Leave out any pictures and transcribe all other data below exactly.

○ ○ ○ ○

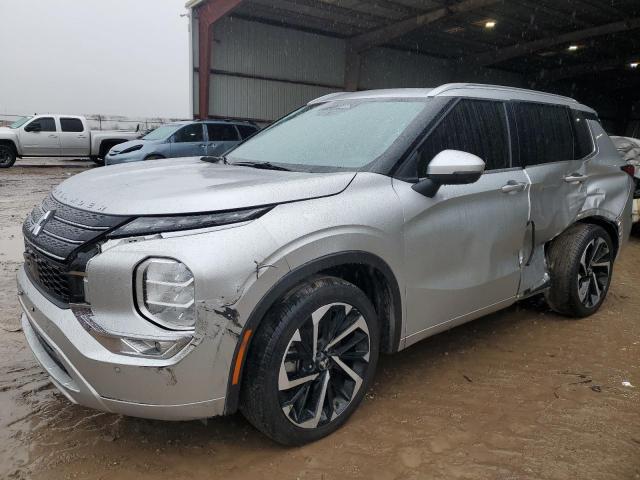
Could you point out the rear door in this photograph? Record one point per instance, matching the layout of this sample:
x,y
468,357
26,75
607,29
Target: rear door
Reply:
x,y
463,247
74,137
221,137
552,162
40,137
189,141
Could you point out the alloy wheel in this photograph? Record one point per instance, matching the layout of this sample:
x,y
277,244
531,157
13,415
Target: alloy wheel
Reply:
x,y
594,272
324,365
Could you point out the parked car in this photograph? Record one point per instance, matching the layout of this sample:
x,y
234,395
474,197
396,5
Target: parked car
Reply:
x,y
629,148
183,139
270,279
56,136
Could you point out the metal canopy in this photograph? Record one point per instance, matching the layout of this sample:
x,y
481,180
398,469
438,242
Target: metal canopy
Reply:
x,y
531,37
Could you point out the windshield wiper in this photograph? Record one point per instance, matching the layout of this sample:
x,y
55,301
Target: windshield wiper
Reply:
x,y
211,159
262,165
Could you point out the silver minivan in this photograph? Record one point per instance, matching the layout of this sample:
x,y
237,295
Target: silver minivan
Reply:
x,y
269,280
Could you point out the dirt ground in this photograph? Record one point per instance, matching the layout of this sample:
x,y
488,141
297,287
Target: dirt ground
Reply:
x,y
522,394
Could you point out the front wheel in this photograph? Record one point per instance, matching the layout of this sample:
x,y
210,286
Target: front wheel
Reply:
x,y
580,265
311,362
7,156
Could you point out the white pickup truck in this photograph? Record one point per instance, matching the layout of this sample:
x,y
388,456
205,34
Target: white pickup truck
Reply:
x,y
50,135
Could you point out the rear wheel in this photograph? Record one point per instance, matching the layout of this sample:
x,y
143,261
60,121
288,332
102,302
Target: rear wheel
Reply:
x,y
580,264
312,362
7,156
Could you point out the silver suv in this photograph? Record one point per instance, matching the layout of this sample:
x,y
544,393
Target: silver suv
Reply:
x,y
271,279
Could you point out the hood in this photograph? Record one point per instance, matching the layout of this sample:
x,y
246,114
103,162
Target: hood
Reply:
x,y
131,143
189,185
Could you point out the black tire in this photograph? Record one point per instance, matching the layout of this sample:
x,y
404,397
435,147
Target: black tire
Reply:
x,y
7,156
274,410
580,266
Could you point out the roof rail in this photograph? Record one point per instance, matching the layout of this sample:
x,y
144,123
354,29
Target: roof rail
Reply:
x,y
455,86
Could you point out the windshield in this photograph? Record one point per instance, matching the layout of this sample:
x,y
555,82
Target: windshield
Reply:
x,y
340,135
21,121
162,132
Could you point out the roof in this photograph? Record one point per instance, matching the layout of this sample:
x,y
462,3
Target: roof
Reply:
x,y
470,90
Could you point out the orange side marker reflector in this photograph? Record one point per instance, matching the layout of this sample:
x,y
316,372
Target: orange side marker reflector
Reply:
x,y
243,348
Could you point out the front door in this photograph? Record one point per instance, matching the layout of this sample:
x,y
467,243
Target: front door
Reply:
x,y
189,141
221,137
40,137
464,246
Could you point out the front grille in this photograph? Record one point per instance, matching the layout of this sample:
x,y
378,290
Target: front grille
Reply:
x,y
59,240
53,277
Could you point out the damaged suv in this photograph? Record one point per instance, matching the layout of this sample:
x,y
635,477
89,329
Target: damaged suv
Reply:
x,y
271,279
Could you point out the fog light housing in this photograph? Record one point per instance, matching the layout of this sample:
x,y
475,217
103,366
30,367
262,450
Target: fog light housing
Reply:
x,y
165,293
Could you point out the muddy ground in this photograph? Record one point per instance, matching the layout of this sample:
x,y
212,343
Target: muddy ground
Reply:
x,y
522,394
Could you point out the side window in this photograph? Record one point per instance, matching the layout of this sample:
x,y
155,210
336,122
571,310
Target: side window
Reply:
x,y
544,133
472,126
582,140
42,124
190,133
71,125
246,131
222,132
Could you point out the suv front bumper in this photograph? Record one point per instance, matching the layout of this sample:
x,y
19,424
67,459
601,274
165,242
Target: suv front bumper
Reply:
x,y
88,374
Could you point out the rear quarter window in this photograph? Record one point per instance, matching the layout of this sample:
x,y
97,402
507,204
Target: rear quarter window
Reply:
x,y
582,140
545,133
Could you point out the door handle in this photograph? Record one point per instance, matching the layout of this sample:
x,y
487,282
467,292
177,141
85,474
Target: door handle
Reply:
x,y
513,186
575,178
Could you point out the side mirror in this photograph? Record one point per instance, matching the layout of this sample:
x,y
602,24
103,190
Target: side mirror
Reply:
x,y
450,167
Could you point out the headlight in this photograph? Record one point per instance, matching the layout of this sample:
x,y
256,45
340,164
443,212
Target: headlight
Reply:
x,y
165,293
150,225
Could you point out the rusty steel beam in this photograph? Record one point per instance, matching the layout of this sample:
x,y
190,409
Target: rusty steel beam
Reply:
x,y
521,49
390,32
208,13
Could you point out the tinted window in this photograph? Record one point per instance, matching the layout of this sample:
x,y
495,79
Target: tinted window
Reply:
x,y
544,133
71,125
190,133
222,132
582,142
47,124
246,131
473,126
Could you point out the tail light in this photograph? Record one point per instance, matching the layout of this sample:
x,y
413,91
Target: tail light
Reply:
x,y
630,169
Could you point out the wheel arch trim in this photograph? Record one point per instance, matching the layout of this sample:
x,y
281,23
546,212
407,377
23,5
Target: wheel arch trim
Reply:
x,y
292,279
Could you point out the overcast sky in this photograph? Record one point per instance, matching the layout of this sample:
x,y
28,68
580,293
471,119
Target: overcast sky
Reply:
x,y
115,57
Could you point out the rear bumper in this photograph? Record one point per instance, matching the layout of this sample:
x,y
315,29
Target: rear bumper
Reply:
x,y
88,374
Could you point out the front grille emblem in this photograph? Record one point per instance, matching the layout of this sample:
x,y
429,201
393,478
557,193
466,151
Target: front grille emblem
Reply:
x,y
39,225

○ ○ ○ ○

## Answer to this problem
Could you point out the rear door in this photograph? Record one point per instance, matching the layout of this sample:
x,y
468,357
26,75
607,29
Target: rear door
Reply:
x,y
463,247
74,137
221,137
552,162
40,137
189,141
Could you point out the alloy wheel in this photograph? Record one point per instance, matching the layout of this sample:
x,y
277,244
531,157
13,415
Target: alloy wheel
Reply:
x,y
594,272
324,365
Could you point out the parked car in this photograph? Record one point per instance, matching the layout of this sample:
x,y
234,395
474,197
396,5
Target: parked car
Reply:
x,y
629,148
183,139
270,279
56,136
Could you point out the metal canopy in this photograph? Record one point per instance, matching the layout of this sample:
x,y
481,180
398,469
438,242
Target: metal canopy
Reply:
x,y
531,37
Could you point out the windshield wiper in this photograph? Record one point per instance, matching the layout of this sample:
x,y
55,301
Target: windshield wiper
Reply:
x,y
211,159
262,165
Could you point out the silver minivan in this photograph? Record one point per instance, matching the layout of this sample:
x,y
237,295
Target: silver minivan
Reply:
x,y
269,280
Could you point out the dirt ground in this photograph? Record one point per instance, matching the layout of this sample:
x,y
488,141
297,287
Target: dirt ground
Reply:
x,y
522,394
Could you point out the front wheel in this photograph? Record one point per instance, matching the layout of this sample:
x,y
210,286
Target: front wheel
Reply:
x,y
580,265
311,362
7,156
Could you point out the white pickup truck in this photograph? Record one point per instance, matching the layout of this sample:
x,y
388,456
205,34
Target: white pickup truck
Reply:
x,y
50,135
Could you point out the rear wheel in this photograph? Record one point per instance, matching the layout of this sample:
x,y
143,261
60,121
288,332
102,302
Target: rear wheel
Reply:
x,y
580,264
312,362
7,156
Could you point out the silver suv in this photograph? Record one point per instance, matching the layout of this sample:
x,y
544,393
Target: silver suv
Reply:
x,y
271,279
Could you point out the hood in this photograph? Record one point per instance, matching the layout of this sample:
x,y
246,114
103,162
Target: hood
Reply:
x,y
131,143
189,185
Could you point out the black tire in this photograph? Record one point per instance, matching the layout of this sample:
x,y
404,397
435,147
Target: black tire
Reply:
x,y
7,156
274,410
580,266
Could you point out the roof rail in this photograph? Record one point per instance, matching the layout of this sample:
x,y
144,123
354,29
Target: roof rail
Reply:
x,y
455,86
Could you point out the windshield in this photograph? Record one point per instance, matching the layout of this sample:
x,y
555,82
Target: windshield
Reply:
x,y
340,135
21,121
162,132
Could you point out the roof in this photograph? Record one point per instance, matching the layout of this sample:
x,y
462,3
Target: roof
Reply:
x,y
470,90
Could you point out the orange side marker reflector in this photograph? Record one point per instance, matching the layout of this sample:
x,y
316,372
Target: orange side marker reflector
Reply:
x,y
243,348
Could you point out the front door in this photograph? Record one point per instance, matching the layout of this sample:
x,y
467,243
Target: front door
Reply:
x,y
189,141
221,137
40,137
464,246
Could you point out the front grille in this photograph? Record one point per instance, matching the layout of this sample:
x,y
378,290
Target: front grille
Reply:
x,y
59,240
53,277
Could you point out the damaged suv in this photograph? Record one point per instance, matching the layout of this sample:
x,y
635,477
89,329
Target: damaged suv
Reply:
x,y
271,279
Could you point out the fog light housing in this photograph? Record one point per instance, matching the layout of this sample:
x,y
475,217
103,366
30,367
262,450
Target: fog light housing
Reply:
x,y
165,293
Could you point out the muddy ground in this photograph? Record one point per instance, matching the layout of this sample:
x,y
212,343
Target: muddy ground
Reply:
x,y
522,394
Could you point out the side window in this photograph? Record one point per instance, matching the layout of this sample:
x,y
155,210
336,122
571,310
Target: side window
Reply:
x,y
544,133
472,126
582,140
42,124
190,133
71,125
246,131
222,132
Could you point out the suv front bumper in this photograph? Record one point per instance, matching the layout of this sample:
x,y
19,424
67,459
601,274
165,242
Target: suv front bumper
Reply:
x,y
88,374
Could you point out the rear quarter window in this photograph? Record one point per instance, matching the layout of this sample:
x,y
97,402
507,204
Target: rear quarter window
Reply:
x,y
582,140
545,133
Could you point out the door handle in this photograph? Record one point per instance, matching the layout of this sample:
x,y
487,282
467,292
177,141
85,474
Target: door handle
Reply:
x,y
513,186
575,178
Could you point out the side mirror in this photograph? Record one point per instance, matching the layout of this sample:
x,y
602,24
103,190
Target: side mirror
Reply:
x,y
450,167
Could you point out the headlight in this photograph? Record one point per instance, matching the layout of this sample:
x,y
256,45
340,164
443,212
Target: headlight
Reply:
x,y
165,293
150,225
Could you point out the rusty steel beam in this photograph? Record one point per instance, matching the layout of this sample:
x,y
190,409
Target: rusty steel beam
Reply:
x,y
521,49
390,32
208,13
Could you point out the tinted window in this photograph? Record one point per instance, matching the layout of this sample:
x,y
495,79
Target: tinted window
Reply:
x,y
544,133
71,125
190,133
222,132
582,142
47,124
246,131
473,126
Could you point out the tail light in this photograph? Record one point per instance, matching the layout of this sample:
x,y
413,91
Target: tail light
Reply:
x,y
630,169
Could you point out the wheel arch trim in this photograph? Record one point per instance, matching the layout of this sample:
x,y
281,23
546,212
407,377
23,5
Target: wheel arch trim
Reply:
x,y
292,279
Could you point out the overcast sky in this photograph? Record one point per instance, matching the layout of this sample:
x,y
28,68
580,293
471,119
Target: overcast sky
Reply:
x,y
115,57
Could you point out the rear bumper in this photograph? Record one point per instance, matching the layout of this sample:
x,y
315,29
Target: rear bumper
Reply:
x,y
88,374
Could you point out the front grille emblem in this photograph? Record one point per instance, matching the layout of this sample:
x,y
429,201
393,478
557,193
466,151
Target: front grille emblem
Reply:
x,y
39,225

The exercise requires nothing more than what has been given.